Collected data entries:
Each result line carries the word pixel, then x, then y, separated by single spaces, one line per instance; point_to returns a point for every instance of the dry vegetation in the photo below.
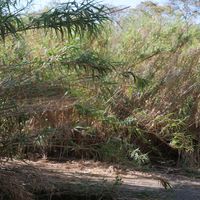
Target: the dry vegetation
pixel 129 93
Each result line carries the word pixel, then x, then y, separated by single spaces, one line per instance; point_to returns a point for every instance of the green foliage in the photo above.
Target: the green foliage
pixel 136 81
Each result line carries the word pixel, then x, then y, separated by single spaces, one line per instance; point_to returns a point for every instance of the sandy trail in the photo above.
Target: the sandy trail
pixel 131 184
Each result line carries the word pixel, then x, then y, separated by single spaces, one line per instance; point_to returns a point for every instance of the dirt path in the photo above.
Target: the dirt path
pixel 127 183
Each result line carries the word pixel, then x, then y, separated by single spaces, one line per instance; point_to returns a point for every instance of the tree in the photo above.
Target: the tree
pixel 69 18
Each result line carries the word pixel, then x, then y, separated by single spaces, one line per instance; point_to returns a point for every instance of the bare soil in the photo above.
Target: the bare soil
pixel 95 179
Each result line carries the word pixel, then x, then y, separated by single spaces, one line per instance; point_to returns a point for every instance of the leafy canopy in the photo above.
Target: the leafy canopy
pixel 69 18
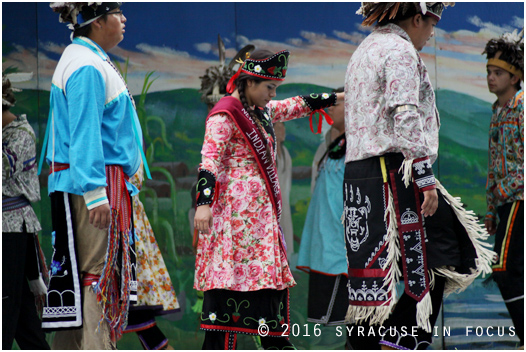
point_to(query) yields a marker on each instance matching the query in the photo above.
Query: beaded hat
(373, 11)
(507, 52)
(80, 14)
(272, 68)
(215, 79)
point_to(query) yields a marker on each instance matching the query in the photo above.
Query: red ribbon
(320, 121)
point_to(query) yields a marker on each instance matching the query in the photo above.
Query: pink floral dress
(243, 251)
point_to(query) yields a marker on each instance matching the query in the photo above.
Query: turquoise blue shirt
(93, 123)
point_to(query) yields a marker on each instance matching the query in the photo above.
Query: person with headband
(24, 272)
(505, 185)
(400, 222)
(241, 262)
(322, 250)
(94, 144)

_About this exercise_
From the line that contains "tree in the photo above." to the final line of the entries, reproduce every line exactly, both ends included. Leave out all pictures.

_Written reply_
Each result line carries the word pixel, then x, then y, separated by single spaces, one line per instance; point_to returns a point for every instance of the tree in the photo above.
Target: the tree
pixel 69 18
Each result line carries the word pixel, then x, then y, separated by single spaces, one line per instance; point_to returns a point for every instance of the bare soil in the photo above.
Target: the bare soil
pixel 95 179
Each result line carries the word pixel, then x, then y, separated by single spaces, one line per instance; point_to returns a point for every instance of the leafy canopy in the photo above.
Target: the leafy canopy
pixel 69 18
point_to(query) yields a marker on each instance matching the query in the photo above.
Query: beaded hat
(373, 11)
(507, 52)
(80, 14)
(272, 68)
(215, 79)
point_to(query) yields a marker on each instance matching the query in the photo above.
Query: red ribbon
(320, 121)
point_to(query) yields a marker on each instance matching the query in the photo above.
Query: pink floral dress
(243, 251)
point_to(query) yields a marker on each instance matching the query in the photo above.
Query: turquoise blue shirt
(93, 123)
point_to(query) yields a marker on each instance matching the query in the photo above.
Query: person with headband
(24, 272)
(505, 185)
(400, 222)
(241, 262)
(322, 250)
(94, 144)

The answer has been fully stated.